The input:

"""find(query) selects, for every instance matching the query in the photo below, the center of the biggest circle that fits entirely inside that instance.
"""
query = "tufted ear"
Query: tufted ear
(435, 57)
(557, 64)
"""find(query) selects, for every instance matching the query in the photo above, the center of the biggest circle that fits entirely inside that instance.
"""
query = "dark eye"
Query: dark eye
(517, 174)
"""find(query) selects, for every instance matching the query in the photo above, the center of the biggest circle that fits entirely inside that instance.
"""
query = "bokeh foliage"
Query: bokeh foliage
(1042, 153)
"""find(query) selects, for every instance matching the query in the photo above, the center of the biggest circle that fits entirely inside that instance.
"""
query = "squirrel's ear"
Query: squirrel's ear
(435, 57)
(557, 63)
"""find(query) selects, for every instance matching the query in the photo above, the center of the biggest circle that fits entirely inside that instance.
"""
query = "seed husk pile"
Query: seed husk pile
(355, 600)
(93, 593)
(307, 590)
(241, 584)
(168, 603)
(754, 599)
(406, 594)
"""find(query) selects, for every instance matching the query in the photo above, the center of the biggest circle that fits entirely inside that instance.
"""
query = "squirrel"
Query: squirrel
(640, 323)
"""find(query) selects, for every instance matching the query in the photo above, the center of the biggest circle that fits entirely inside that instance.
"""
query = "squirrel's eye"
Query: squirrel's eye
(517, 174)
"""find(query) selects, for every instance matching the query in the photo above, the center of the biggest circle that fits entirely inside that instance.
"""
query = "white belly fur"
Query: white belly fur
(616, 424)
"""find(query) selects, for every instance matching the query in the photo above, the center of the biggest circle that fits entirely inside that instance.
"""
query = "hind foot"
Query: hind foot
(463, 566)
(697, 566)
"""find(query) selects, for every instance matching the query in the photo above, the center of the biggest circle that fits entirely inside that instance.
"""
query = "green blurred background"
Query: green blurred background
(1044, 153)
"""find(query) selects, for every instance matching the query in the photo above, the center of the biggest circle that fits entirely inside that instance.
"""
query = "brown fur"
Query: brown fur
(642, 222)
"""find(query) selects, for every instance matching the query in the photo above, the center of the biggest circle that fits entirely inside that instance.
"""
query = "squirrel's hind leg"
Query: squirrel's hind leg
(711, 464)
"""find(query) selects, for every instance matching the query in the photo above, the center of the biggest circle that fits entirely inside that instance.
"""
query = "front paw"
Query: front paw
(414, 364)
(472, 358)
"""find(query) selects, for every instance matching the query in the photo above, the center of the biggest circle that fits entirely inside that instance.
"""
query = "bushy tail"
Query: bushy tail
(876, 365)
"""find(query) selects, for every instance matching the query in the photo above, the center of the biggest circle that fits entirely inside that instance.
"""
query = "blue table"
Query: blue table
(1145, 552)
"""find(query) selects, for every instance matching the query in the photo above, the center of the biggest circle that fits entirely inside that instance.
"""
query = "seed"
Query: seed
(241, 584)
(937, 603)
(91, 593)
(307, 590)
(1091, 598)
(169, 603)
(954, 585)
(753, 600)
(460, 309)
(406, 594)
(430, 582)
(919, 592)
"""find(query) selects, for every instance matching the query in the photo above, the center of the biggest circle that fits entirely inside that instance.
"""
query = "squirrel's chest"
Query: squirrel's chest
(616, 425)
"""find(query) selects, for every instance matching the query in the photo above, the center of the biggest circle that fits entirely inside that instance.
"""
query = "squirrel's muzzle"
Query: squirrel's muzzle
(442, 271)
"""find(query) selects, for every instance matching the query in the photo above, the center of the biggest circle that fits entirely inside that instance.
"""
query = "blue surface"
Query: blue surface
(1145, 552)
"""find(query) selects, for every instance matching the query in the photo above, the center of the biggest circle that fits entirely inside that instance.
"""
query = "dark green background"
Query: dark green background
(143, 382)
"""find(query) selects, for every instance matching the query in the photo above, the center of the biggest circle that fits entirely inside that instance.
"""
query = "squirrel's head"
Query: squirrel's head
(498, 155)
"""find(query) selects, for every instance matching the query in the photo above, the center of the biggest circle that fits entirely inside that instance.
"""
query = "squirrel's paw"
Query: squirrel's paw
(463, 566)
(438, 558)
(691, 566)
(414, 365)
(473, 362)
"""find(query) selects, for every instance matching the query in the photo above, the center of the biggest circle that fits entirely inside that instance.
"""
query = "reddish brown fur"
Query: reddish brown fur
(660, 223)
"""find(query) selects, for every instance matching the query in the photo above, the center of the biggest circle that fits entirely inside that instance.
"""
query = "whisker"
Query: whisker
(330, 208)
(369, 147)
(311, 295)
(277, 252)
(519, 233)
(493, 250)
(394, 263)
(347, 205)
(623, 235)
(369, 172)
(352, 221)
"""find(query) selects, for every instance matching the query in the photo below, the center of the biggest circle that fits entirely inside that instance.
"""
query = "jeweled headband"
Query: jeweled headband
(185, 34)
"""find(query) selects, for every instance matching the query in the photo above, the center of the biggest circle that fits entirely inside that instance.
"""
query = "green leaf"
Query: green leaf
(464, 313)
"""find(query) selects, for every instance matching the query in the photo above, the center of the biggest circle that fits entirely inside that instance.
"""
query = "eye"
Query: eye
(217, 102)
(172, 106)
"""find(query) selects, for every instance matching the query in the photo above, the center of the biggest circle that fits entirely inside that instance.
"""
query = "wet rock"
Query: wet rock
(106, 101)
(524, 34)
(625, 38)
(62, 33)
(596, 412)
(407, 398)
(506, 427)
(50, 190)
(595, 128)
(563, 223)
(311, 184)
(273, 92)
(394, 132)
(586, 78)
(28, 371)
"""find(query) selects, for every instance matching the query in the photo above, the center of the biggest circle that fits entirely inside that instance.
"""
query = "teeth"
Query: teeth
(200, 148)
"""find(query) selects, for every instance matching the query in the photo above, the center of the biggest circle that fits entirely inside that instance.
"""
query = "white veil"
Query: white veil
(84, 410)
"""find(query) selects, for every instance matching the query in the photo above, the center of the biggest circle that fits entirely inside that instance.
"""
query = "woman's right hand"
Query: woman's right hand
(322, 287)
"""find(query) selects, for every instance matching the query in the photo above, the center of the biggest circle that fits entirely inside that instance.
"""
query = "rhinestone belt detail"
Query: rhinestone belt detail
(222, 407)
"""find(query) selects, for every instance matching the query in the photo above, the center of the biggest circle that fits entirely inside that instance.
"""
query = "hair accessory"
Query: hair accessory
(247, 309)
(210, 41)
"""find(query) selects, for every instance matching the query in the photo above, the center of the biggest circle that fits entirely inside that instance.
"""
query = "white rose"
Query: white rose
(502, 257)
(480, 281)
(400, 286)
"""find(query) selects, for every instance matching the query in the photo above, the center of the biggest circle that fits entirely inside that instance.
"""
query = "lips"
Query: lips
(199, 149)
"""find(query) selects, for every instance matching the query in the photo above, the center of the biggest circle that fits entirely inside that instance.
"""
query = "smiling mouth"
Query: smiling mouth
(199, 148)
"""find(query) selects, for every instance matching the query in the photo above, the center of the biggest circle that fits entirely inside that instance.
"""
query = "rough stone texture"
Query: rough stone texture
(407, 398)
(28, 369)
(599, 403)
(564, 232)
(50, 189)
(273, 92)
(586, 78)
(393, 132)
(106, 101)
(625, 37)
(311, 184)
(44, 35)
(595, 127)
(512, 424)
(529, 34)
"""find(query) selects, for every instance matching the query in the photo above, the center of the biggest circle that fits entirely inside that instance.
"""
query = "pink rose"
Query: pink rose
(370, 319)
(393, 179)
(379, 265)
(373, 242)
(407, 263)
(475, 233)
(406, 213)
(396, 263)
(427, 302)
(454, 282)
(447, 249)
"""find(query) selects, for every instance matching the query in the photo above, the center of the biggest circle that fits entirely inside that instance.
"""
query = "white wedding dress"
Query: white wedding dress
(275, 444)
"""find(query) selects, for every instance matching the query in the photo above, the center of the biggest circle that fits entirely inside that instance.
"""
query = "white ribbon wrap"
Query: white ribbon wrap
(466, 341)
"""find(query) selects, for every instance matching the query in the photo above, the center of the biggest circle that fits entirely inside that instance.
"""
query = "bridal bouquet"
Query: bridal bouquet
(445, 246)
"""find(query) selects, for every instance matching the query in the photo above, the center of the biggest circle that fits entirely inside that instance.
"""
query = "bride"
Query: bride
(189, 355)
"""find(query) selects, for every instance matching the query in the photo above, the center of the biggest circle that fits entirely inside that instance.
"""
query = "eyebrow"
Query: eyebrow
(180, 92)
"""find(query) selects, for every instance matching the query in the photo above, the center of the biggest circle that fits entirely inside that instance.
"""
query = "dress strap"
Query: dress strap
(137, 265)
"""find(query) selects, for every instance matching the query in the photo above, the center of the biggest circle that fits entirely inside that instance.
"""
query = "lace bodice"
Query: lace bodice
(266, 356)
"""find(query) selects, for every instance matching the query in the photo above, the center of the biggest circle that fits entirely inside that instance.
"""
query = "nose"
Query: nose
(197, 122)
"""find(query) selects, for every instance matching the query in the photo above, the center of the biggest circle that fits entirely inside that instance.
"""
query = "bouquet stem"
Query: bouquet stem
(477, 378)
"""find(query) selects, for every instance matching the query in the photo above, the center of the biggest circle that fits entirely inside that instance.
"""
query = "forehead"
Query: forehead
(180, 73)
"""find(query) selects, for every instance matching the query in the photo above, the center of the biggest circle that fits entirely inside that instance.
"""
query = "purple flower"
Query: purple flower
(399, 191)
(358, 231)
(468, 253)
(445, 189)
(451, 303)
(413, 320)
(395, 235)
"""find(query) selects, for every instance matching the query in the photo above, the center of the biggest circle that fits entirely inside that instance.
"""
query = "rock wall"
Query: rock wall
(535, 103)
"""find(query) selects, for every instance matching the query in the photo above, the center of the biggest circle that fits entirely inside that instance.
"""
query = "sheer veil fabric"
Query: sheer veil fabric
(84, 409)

Task instructions: Please tally how many lines of the records above contain the string "background" and give only that number.

Result of the task: 4